■ **GOAL**
Return the following lines and nothing else: the one holding "If you could locate the harbour" and all those after it in the records below, unchanged, minus any pictures.
_ _ _
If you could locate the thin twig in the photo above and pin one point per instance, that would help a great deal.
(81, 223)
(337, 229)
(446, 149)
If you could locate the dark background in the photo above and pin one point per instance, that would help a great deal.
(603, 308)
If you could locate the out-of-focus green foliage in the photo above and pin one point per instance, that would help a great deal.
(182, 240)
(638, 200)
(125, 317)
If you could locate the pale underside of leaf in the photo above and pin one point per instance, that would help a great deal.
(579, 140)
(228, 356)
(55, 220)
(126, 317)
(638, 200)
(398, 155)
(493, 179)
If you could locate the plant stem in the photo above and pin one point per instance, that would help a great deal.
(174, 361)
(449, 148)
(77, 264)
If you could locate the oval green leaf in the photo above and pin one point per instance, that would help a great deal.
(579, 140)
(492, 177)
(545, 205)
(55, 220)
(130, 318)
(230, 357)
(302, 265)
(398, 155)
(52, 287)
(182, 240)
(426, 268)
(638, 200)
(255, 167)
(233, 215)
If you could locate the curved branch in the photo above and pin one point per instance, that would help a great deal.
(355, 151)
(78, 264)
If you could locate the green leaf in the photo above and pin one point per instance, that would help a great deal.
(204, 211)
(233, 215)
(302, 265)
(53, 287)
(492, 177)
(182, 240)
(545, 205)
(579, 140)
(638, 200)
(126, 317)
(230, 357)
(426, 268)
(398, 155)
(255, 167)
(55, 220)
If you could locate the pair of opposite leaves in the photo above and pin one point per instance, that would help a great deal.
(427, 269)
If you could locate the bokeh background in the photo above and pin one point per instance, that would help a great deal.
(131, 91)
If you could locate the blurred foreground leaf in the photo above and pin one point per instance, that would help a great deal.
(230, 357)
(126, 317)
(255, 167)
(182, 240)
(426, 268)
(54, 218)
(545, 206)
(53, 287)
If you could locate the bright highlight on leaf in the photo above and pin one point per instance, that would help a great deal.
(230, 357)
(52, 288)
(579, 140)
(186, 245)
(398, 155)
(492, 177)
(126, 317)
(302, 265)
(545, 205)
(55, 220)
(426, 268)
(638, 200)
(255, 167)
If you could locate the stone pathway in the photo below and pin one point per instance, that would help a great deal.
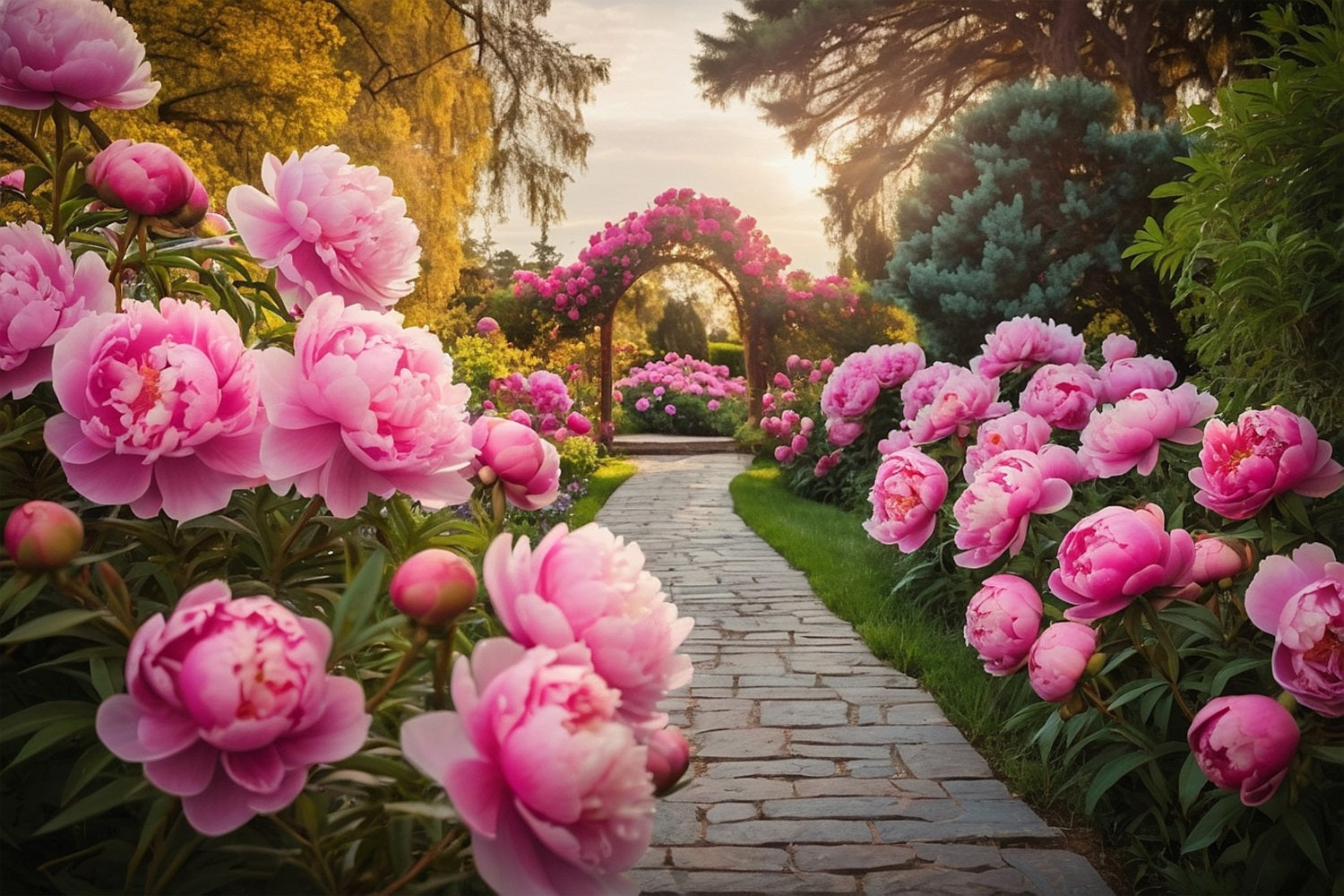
(817, 769)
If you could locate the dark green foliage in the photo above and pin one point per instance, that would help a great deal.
(1024, 209)
(1255, 241)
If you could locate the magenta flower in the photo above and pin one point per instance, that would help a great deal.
(590, 587)
(74, 53)
(1265, 452)
(906, 495)
(43, 293)
(1128, 435)
(1003, 621)
(1024, 341)
(1300, 600)
(1062, 394)
(328, 226)
(554, 788)
(994, 512)
(1115, 555)
(365, 408)
(524, 462)
(160, 409)
(228, 704)
(1246, 743)
(1055, 664)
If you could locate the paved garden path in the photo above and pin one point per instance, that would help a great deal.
(817, 769)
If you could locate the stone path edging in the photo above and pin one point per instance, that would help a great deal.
(817, 769)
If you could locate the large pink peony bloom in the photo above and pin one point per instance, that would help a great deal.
(906, 495)
(1246, 743)
(1003, 621)
(74, 53)
(362, 408)
(992, 513)
(328, 226)
(1265, 452)
(590, 587)
(1024, 341)
(43, 293)
(1300, 600)
(553, 786)
(1062, 394)
(1117, 554)
(160, 409)
(228, 704)
(1128, 435)
(524, 462)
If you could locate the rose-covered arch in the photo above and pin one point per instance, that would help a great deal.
(685, 228)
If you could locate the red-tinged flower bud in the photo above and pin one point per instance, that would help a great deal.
(433, 586)
(43, 535)
(669, 756)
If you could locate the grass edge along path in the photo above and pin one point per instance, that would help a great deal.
(855, 576)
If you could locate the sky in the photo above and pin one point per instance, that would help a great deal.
(652, 132)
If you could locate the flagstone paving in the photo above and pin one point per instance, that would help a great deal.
(816, 767)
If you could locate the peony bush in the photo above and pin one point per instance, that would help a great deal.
(255, 634)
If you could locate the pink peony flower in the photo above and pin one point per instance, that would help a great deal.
(148, 179)
(524, 462)
(994, 512)
(1062, 394)
(42, 535)
(1055, 664)
(1300, 600)
(906, 495)
(43, 293)
(74, 53)
(160, 409)
(228, 704)
(365, 408)
(590, 587)
(1128, 435)
(553, 786)
(1003, 619)
(328, 226)
(1265, 452)
(1024, 341)
(1115, 555)
(1246, 743)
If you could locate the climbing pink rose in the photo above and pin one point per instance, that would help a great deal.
(362, 408)
(992, 513)
(1300, 600)
(1024, 341)
(1003, 619)
(526, 463)
(228, 704)
(148, 179)
(590, 587)
(1062, 394)
(1115, 555)
(328, 226)
(160, 409)
(906, 495)
(1055, 664)
(74, 53)
(43, 293)
(1265, 452)
(1128, 435)
(554, 788)
(1246, 743)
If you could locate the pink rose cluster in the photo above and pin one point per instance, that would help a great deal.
(556, 745)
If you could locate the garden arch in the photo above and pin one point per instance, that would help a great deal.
(685, 228)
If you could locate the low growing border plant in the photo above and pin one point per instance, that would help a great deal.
(263, 625)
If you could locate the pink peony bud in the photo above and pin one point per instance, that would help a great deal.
(433, 586)
(43, 535)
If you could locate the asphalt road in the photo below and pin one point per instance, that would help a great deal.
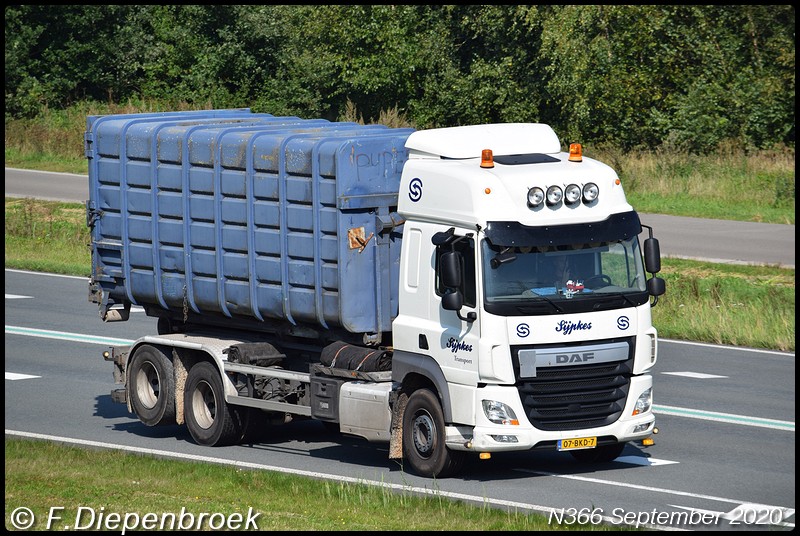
(723, 459)
(724, 454)
(692, 238)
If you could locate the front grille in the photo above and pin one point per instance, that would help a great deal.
(577, 396)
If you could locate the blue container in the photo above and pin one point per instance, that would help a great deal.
(228, 214)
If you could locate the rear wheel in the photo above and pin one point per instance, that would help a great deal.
(152, 386)
(424, 445)
(211, 421)
(605, 453)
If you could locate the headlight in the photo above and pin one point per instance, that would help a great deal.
(499, 413)
(535, 196)
(554, 195)
(572, 194)
(644, 402)
(590, 192)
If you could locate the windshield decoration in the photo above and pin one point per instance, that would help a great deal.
(525, 278)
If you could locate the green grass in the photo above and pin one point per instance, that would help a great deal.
(42, 475)
(47, 236)
(738, 305)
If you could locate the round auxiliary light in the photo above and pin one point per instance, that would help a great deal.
(590, 192)
(572, 194)
(535, 196)
(554, 195)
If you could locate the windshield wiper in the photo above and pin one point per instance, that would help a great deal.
(614, 296)
(529, 309)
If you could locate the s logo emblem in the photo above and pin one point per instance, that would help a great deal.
(415, 190)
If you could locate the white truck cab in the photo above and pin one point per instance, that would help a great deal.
(523, 293)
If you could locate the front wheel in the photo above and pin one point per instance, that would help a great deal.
(424, 445)
(605, 453)
(211, 421)
(152, 386)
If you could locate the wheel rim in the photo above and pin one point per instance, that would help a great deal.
(424, 433)
(148, 385)
(204, 407)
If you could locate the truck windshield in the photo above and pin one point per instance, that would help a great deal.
(573, 278)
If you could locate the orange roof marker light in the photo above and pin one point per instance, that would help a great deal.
(575, 152)
(487, 159)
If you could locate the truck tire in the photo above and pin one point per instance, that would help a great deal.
(152, 386)
(211, 421)
(602, 454)
(424, 445)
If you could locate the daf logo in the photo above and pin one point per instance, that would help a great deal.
(574, 358)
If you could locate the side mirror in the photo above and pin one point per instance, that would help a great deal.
(452, 300)
(652, 256)
(450, 267)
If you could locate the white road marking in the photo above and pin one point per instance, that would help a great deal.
(724, 417)
(65, 336)
(16, 376)
(641, 460)
(698, 375)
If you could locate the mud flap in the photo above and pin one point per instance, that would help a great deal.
(396, 437)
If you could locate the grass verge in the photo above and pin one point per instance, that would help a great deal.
(752, 306)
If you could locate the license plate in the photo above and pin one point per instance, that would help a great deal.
(577, 443)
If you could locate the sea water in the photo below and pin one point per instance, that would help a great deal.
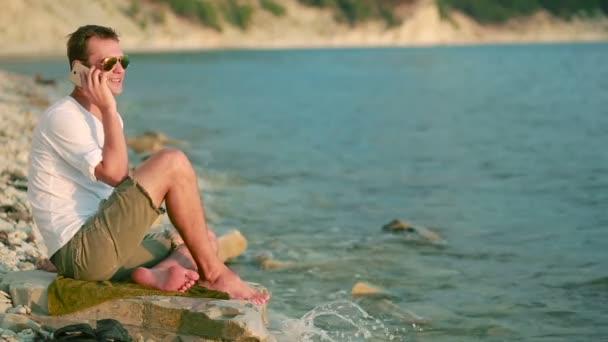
(501, 150)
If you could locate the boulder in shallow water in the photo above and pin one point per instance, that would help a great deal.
(268, 263)
(365, 289)
(401, 227)
(151, 141)
(231, 245)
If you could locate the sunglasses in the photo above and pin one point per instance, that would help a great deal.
(108, 63)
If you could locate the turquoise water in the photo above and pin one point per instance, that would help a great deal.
(499, 149)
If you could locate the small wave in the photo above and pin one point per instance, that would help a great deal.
(335, 321)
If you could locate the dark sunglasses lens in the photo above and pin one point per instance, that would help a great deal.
(109, 63)
(124, 61)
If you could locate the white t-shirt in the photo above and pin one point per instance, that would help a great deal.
(63, 191)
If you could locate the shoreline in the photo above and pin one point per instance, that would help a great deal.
(22, 100)
(36, 56)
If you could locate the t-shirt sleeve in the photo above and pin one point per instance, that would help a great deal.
(73, 136)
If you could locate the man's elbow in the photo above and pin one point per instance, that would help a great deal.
(114, 181)
(111, 177)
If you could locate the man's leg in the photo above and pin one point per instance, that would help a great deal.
(168, 176)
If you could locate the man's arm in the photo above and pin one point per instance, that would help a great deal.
(114, 166)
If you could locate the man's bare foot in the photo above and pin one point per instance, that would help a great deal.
(232, 284)
(173, 278)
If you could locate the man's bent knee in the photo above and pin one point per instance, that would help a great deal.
(172, 162)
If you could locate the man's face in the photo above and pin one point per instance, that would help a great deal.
(100, 49)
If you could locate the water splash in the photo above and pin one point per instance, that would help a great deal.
(335, 321)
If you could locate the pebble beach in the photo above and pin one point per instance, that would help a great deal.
(22, 99)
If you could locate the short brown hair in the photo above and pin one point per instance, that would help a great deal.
(78, 48)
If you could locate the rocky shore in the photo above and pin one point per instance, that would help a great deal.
(23, 285)
(21, 101)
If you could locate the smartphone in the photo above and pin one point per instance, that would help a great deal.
(78, 70)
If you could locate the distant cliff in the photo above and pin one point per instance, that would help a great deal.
(39, 27)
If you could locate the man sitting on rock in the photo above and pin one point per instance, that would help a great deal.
(92, 213)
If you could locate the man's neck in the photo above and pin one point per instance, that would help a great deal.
(85, 103)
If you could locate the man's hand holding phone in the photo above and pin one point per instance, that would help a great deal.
(93, 84)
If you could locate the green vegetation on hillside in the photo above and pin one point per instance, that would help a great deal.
(355, 11)
(498, 11)
(206, 12)
(213, 13)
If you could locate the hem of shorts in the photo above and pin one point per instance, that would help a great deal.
(159, 211)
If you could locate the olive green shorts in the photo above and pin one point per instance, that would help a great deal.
(113, 242)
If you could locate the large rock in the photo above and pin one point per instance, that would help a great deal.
(28, 288)
(151, 317)
(231, 245)
(397, 226)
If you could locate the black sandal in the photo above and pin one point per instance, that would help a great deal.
(75, 332)
(111, 330)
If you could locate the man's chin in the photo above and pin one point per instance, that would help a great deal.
(116, 90)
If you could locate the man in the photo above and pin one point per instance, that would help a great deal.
(92, 214)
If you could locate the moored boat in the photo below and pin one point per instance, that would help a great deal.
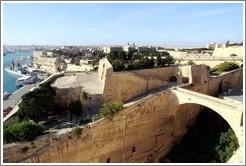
(15, 71)
(28, 79)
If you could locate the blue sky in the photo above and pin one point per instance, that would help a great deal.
(164, 24)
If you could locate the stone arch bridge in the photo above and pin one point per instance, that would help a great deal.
(232, 112)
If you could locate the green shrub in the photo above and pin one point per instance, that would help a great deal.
(228, 143)
(110, 109)
(25, 149)
(227, 66)
(190, 62)
(76, 131)
(21, 131)
(75, 107)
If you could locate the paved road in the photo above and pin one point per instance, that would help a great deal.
(16, 96)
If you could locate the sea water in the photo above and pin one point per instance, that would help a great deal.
(9, 79)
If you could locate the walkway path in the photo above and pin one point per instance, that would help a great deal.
(148, 94)
(16, 96)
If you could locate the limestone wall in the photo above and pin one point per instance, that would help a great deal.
(91, 103)
(228, 80)
(227, 51)
(82, 67)
(140, 133)
(64, 95)
(212, 63)
(163, 73)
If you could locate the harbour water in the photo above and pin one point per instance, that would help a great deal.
(9, 79)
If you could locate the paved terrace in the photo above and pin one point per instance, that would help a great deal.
(89, 80)
(148, 94)
(16, 96)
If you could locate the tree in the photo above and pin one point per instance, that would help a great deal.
(38, 104)
(227, 66)
(75, 108)
(110, 109)
(227, 43)
(159, 61)
(118, 65)
(168, 60)
(22, 131)
(228, 143)
(190, 62)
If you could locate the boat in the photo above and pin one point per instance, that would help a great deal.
(15, 70)
(27, 79)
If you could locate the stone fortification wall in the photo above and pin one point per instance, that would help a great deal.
(209, 85)
(121, 86)
(163, 73)
(226, 81)
(212, 63)
(91, 103)
(227, 51)
(64, 95)
(142, 132)
(78, 68)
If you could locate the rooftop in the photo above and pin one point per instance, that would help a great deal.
(89, 80)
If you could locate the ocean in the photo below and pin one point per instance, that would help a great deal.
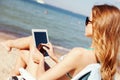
(65, 29)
_ _ _
■ **FINAL RESULT**
If you could locate the harbour water in the photo above and pin one point per instance, that would help a great deal.
(9, 79)
If you could locate the paved terrace in the photo above and pin one point per instance, that would help a great deal.
(89, 80)
(148, 94)
(16, 96)
If you could locate the tree in the photo above and pin one point per instance, that would help a great deal.
(38, 104)
(227, 66)
(75, 108)
(110, 109)
(227, 43)
(159, 61)
(118, 65)
(168, 60)
(22, 131)
(228, 143)
(190, 62)
If you could locate the boat in the photo above and pin one point per instance, that would help a great deal.
(15, 70)
(27, 79)
If you could locate the stone fortification wall in the photo above and pin one point per instance, that would help a great deal.
(209, 85)
(121, 86)
(163, 73)
(226, 81)
(212, 63)
(91, 103)
(227, 51)
(64, 95)
(142, 132)
(78, 68)
If you could locate the rooftop in the photo above and pin one point per instance, that would help a great deal.
(89, 80)
If you could locate the ocean in the photo below and pin one point per instance, that would help a great deal.
(65, 29)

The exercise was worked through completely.